Convert every line of the listing below into a JSON list of strings, one string per line, leaving out blank lines.

▬▬▬▬▬▬▬▬▬▬

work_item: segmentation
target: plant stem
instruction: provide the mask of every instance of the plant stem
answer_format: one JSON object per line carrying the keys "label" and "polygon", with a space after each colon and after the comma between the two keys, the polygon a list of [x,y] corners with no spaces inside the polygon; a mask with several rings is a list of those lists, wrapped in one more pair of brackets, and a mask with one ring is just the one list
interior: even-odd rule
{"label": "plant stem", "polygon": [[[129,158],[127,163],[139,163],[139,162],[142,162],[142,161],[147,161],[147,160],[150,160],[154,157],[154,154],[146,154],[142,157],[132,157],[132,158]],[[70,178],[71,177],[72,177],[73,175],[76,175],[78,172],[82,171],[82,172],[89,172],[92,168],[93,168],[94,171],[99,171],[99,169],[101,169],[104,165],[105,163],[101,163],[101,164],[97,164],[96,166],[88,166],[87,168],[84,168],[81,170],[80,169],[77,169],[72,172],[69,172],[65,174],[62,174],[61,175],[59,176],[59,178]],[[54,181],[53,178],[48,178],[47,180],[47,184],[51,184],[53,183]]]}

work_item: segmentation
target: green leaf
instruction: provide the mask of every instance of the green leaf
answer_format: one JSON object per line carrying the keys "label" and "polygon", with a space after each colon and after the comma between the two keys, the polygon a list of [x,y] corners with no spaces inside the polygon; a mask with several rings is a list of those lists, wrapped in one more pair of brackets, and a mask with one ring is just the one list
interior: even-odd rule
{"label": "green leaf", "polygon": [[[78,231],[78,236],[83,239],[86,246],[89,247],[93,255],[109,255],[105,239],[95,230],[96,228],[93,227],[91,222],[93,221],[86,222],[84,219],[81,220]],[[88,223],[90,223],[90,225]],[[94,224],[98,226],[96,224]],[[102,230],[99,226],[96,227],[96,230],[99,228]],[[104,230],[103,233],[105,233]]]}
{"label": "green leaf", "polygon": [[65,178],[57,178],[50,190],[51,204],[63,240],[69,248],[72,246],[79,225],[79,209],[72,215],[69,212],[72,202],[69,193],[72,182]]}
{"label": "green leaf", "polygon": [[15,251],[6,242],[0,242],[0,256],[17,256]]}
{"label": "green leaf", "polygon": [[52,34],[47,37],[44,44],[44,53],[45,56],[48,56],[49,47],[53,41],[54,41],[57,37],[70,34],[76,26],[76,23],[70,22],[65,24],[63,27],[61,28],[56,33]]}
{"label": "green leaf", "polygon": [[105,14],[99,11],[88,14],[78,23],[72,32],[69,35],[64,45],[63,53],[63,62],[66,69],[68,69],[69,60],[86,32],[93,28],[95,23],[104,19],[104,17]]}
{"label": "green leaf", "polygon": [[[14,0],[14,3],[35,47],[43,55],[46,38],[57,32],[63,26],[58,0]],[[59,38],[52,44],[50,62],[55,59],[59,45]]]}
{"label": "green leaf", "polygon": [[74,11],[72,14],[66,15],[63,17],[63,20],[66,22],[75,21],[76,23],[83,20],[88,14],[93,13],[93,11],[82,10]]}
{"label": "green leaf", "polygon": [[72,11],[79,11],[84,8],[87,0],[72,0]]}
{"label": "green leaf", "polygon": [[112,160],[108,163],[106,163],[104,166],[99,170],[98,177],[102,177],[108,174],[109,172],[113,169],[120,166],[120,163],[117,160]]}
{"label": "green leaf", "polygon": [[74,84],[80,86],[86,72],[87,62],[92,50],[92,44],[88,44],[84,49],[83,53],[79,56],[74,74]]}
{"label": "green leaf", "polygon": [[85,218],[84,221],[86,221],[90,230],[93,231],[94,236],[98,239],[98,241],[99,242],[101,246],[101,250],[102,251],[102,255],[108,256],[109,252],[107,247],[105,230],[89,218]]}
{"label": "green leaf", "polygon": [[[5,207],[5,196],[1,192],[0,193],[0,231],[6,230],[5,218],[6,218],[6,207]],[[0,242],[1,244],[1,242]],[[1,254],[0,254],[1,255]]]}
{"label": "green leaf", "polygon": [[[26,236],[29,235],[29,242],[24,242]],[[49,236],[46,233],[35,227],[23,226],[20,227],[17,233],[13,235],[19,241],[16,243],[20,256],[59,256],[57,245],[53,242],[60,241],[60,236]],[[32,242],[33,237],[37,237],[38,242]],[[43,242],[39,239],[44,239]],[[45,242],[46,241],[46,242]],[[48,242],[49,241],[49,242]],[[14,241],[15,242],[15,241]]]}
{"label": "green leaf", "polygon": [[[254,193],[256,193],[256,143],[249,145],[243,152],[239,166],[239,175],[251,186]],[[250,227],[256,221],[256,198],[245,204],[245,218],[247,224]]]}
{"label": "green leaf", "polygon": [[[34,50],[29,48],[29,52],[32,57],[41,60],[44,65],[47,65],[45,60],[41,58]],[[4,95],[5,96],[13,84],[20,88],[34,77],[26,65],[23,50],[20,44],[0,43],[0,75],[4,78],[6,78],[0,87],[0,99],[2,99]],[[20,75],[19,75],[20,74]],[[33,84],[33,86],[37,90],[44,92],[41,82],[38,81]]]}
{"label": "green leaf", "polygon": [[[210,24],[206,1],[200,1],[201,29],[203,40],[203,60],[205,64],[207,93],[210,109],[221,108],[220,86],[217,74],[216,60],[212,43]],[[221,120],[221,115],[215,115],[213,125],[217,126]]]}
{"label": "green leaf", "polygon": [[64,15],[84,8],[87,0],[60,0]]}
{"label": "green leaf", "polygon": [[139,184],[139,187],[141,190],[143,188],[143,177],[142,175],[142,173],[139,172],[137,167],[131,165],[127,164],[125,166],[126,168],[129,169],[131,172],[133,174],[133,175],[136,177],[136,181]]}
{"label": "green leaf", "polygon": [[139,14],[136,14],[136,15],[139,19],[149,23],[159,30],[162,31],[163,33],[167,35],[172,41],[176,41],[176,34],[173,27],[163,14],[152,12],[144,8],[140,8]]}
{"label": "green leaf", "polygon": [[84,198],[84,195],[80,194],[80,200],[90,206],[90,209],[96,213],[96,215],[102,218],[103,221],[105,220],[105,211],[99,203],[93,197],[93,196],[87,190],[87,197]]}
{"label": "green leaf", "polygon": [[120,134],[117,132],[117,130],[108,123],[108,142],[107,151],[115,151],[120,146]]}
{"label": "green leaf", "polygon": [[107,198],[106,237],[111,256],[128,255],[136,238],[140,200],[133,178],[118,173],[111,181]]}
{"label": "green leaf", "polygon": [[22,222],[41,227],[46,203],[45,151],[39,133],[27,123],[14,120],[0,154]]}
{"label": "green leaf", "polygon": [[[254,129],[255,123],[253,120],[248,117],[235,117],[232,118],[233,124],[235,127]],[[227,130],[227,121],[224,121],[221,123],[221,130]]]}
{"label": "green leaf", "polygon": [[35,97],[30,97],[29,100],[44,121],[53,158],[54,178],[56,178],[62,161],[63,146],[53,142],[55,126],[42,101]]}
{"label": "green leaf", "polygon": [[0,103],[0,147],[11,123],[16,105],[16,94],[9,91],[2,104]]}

▬▬▬▬▬▬▬▬▬▬

Task solution |
[
  "work_item: segmentation",
  "target: plant stem",
  "instruction: provide the mask of every instance of the plant stem",
  "answer_format: one JSON object per line carrying the keys \"label\" and \"polygon\", with a space after each colon and after the comma between the two keys, the polygon a list of [x,y] corners with no spaces inside the polygon; a mask with several rings is a list of those lists, wrapped in one more pair of brackets, and a mask with one ring is just the one list",
  "interior: even-odd rule",
  "{\"label\": \"plant stem\", \"polygon\": [[[129,158],[127,163],[139,163],[139,162],[142,162],[142,161],[147,161],[147,160],[150,160],[154,157],[154,154],[146,154],[142,157],[132,157],[132,158]],[[70,178],[71,177],[72,177],[73,175],[76,175],[78,172],[82,171],[82,172],[89,172],[92,168],[93,168],[94,171],[99,171],[99,169],[101,169],[104,165],[105,163],[101,163],[101,164],[97,164],[96,166],[88,166],[87,168],[84,168],[81,170],[80,169],[77,169],[72,172],[69,172],[65,174],[62,174],[61,175],[59,176],[59,178]],[[54,181],[53,178],[48,178],[47,180],[47,184],[51,184],[53,183]]]}",
  "work_item: segmentation",
  "target: green leaf",
  "instruction: provide the mask of every instance of the green leaf",
  "answer_format: one JSON object per line carrying the keys \"label\" and \"polygon\", with a space after each colon and after the comma between the two keys, the polygon a list of [x,y] corners with no spaces inside the polygon; a mask with several rings is a list of those lists, wrapped in one more pair of brackets, and a mask with one ring is just the one list",
  "interior: even-odd rule",
  "{\"label\": \"green leaf\", \"polygon\": [[[78,231],[78,236],[83,239],[86,246],[89,247],[93,255],[109,255],[105,239],[95,230],[96,228],[93,227],[91,222],[93,221],[86,222],[84,219],[81,220]],[[88,223],[90,223],[90,225]],[[94,224],[98,226],[96,224]],[[102,230],[99,226],[96,227],[96,230],[99,228]],[[104,230],[103,233],[105,233]]]}",
  "{\"label\": \"green leaf\", \"polygon\": [[65,178],[57,178],[50,190],[51,204],[63,240],[69,248],[72,246],[79,225],[79,209],[72,215],[69,212],[72,202],[69,193],[72,182]]}",
  "{\"label\": \"green leaf\", \"polygon\": [[15,251],[6,242],[0,242],[0,256],[17,256]]}",
  "{\"label\": \"green leaf\", \"polygon\": [[52,34],[47,37],[44,44],[44,53],[45,56],[48,56],[49,47],[53,41],[54,41],[57,37],[70,34],[76,26],[76,23],[70,22],[65,24],[63,27],[61,28],[56,33]]}",
  "{\"label\": \"green leaf\", \"polygon\": [[105,14],[99,11],[88,14],[78,23],[72,32],[69,35],[64,45],[63,53],[63,62],[66,69],[68,69],[69,60],[86,32],[93,28],[95,23],[104,19],[104,17]]}",
  "{\"label\": \"green leaf\", \"polygon\": [[[14,0],[14,3],[35,47],[43,55],[46,38],[57,32],[63,26],[58,0]],[[59,38],[52,44],[50,62],[55,59],[59,45]]]}",
  "{\"label\": \"green leaf\", \"polygon\": [[74,11],[72,14],[66,15],[63,17],[63,20],[66,22],[75,21],[76,23],[83,20],[88,14],[93,13],[93,11],[82,10]]}",
  "{\"label\": \"green leaf\", \"polygon\": [[72,11],[79,11],[84,8],[87,0],[72,0]]}",
  "{\"label\": \"green leaf\", \"polygon\": [[112,160],[108,163],[106,163],[104,166],[99,170],[98,177],[102,177],[108,174],[109,172],[113,169],[120,166],[120,163],[117,160]]}",
  "{\"label\": \"green leaf\", \"polygon\": [[74,84],[80,86],[86,72],[87,62],[92,50],[92,44],[88,44],[84,49],[83,53],[79,56],[74,74]]}",
  "{\"label\": \"green leaf\", \"polygon\": [[85,218],[84,221],[86,221],[90,230],[93,231],[94,236],[98,239],[98,241],[99,242],[101,246],[101,250],[102,251],[102,255],[108,256],[109,252],[107,247],[105,230],[89,218]]}",
  "{\"label\": \"green leaf\", \"polygon\": [[[5,207],[5,196],[1,192],[0,193],[0,231],[6,230],[5,218],[6,218],[6,207]],[[0,242],[1,244],[1,242]],[[1,254],[0,254],[1,255]]]}",
  "{\"label\": \"green leaf\", \"polygon\": [[[26,236],[29,235],[29,242],[24,242]],[[49,236],[46,233],[35,227],[23,226],[20,227],[17,233],[13,235],[19,241],[16,243],[20,256],[59,256],[57,245],[53,242],[60,241],[60,236]],[[32,242],[33,237],[37,237],[38,242]],[[43,242],[39,239],[44,239]],[[45,242],[46,241],[46,242]],[[48,242],[49,241],[49,242]],[[14,241],[15,242],[15,241]]]}",
  "{\"label\": \"green leaf\", \"polygon\": [[[254,193],[256,193],[256,143],[249,145],[243,152],[239,166],[239,175],[251,186]],[[250,227],[256,221],[256,198],[245,204],[245,218],[247,224]]]}",
  "{\"label\": \"green leaf\", \"polygon\": [[[34,50],[29,48],[29,52],[32,57],[41,60],[44,65],[47,65],[45,60],[41,58]],[[4,95],[5,96],[13,84],[20,88],[34,77],[26,65],[23,50],[20,44],[0,43],[0,75],[4,78],[6,78],[0,87],[0,99],[2,99]],[[20,75],[19,75],[20,74]],[[33,84],[33,86],[37,90],[44,92],[41,82],[38,81]]]}",
  "{\"label\": \"green leaf\", \"polygon\": [[[210,24],[206,1],[200,1],[201,29],[203,40],[203,60],[205,64],[207,93],[210,109],[221,108],[220,86],[217,74],[216,60],[212,43]],[[221,120],[221,115],[215,115],[213,125],[217,126]]]}",
  "{\"label\": \"green leaf\", \"polygon\": [[64,15],[84,8],[87,0],[60,0]]}",
  "{\"label\": \"green leaf\", \"polygon\": [[139,184],[139,187],[141,190],[143,188],[143,177],[142,175],[142,173],[139,172],[137,167],[131,165],[127,164],[125,166],[126,168],[129,169],[131,172],[133,174],[133,175],[136,177],[136,181]]}",
  "{\"label\": \"green leaf\", \"polygon\": [[139,14],[136,14],[136,15],[139,19],[149,23],[159,30],[162,31],[163,33],[167,35],[172,41],[176,41],[176,34],[173,27],[163,14],[152,12],[144,8],[140,8]]}",
  "{\"label\": \"green leaf\", \"polygon\": [[84,198],[84,195],[80,194],[80,200],[90,206],[90,209],[96,213],[96,215],[102,218],[103,221],[105,220],[105,211],[99,203],[93,197],[93,196],[87,190],[87,197]]}",
  "{\"label\": \"green leaf\", \"polygon\": [[120,134],[117,132],[117,130],[108,123],[108,142],[107,151],[115,151],[120,146]]}",
  "{\"label\": \"green leaf\", \"polygon\": [[107,198],[106,237],[111,256],[128,255],[136,238],[140,200],[133,178],[118,173],[111,181]]}",
  "{\"label\": \"green leaf\", \"polygon\": [[22,222],[41,227],[46,203],[45,151],[39,133],[27,123],[14,120],[0,154]]}",
  "{\"label\": \"green leaf\", \"polygon\": [[[254,129],[255,123],[253,120],[248,117],[235,117],[232,118],[233,124],[235,127]],[[227,130],[227,121],[224,121],[221,123],[221,130]]]}",
  "{\"label\": \"green leaf\", \"polygon\": [[35,97],[30,97],[29,100],[44,121],[53,158],[54,178],[56,178],[62,161],[63,146],[53,142],[55,126],[42,101]]}",
  "{\"label\": \"green leaf\", \"polygon\": [[0,103],[0,147],[11,123],[16,105],[16,94],[9,91],[2,104]]}"
]